Labeled area outline entries —
= = = = = = =

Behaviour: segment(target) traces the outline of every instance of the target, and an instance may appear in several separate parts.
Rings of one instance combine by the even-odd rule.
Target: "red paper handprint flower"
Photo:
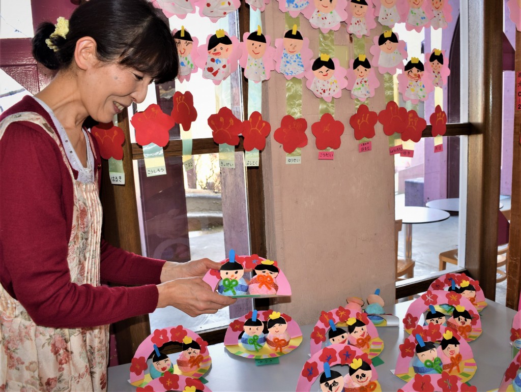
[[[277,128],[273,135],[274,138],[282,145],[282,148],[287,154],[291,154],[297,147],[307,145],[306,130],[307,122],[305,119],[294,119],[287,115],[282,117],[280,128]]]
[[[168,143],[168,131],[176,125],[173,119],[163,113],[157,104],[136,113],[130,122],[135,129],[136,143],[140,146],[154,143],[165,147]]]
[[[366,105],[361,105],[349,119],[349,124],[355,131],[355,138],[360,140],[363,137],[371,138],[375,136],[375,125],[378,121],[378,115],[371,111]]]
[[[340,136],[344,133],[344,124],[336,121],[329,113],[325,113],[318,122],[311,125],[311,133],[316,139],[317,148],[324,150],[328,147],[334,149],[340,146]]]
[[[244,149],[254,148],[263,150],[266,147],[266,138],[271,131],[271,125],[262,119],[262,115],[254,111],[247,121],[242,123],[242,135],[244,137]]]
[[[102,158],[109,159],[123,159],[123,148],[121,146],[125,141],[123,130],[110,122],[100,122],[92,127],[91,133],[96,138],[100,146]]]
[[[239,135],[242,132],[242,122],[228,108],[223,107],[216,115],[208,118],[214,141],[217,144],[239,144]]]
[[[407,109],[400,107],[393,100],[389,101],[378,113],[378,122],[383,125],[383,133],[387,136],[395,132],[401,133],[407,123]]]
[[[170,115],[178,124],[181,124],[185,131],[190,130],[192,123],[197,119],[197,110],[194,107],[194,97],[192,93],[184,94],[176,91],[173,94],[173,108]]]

= = = = = = =

Exclude every picture and copy the remaining data exactly.

Answer for the task —
Behaviour: segment(target) traces the outline of every instance of the target, and an instance may appear in several separate parts.
Rings of one instance combine by the even-odd rule.
Target: "red paper handprint flower"
Photo:
[[[277,128],[273,135],[274,138],[282,145],[282,148],[287,154],[291,154],[297,147],[307,145],[306,130],[307,122],[305,119],[294,119],[287,115],[282,117],[280,128]]]
[[[168,143],[168,131],[176,125],[173,119],[163,113],[157,104],[136,113],[130,122],[135,129],[136,143],[140,146],[154,143],[165,147]]]
[[[366,105],[361,105],[349,119],[349,124],[355,131],[355,138],[360,140],[363,137],[371,138],[375,136],[375,125],[378,121],[378,115],[371,111]]]
[[[340,136],[344,133],[344,124],[336,121],[329,113],[325,113],[318,122],[311,125],[311,133],[316,139],[317,148],[324,150],[328,147],[334,149],[340,146]]]
[[[244,149],[254,148],[263,150],[266,147],[266,138],[271,131],[271,125],[262,119],[262,115],[254,111],[247,121],[242,123],[242,135],[244,137]]]
[[[102,158],[109,159],[123,159],[123,148],[121,146],[125,141],[123,130],[110,122],[100,122],[92,127],[91,133],[96,138],[100,146]]]
[[[239,135],[242,132],[242,122],[228,108],[223,107],[216,115],[208,118],[214,141],[217,144],[239,144]]]
[[[407,109],[400,107],[393,100],[389,101],[378,113],[378,122],[383,125],[383,133],[387,136],[395,132],[401,133],[407,123]]]
[[[170,115],[178,124],[181,124],[185,131],[190,130],[192,123],[197,119],[197,110],[194,107],[194,97],[192,93],[184,94],[176,91],[173,94],[173,108]]]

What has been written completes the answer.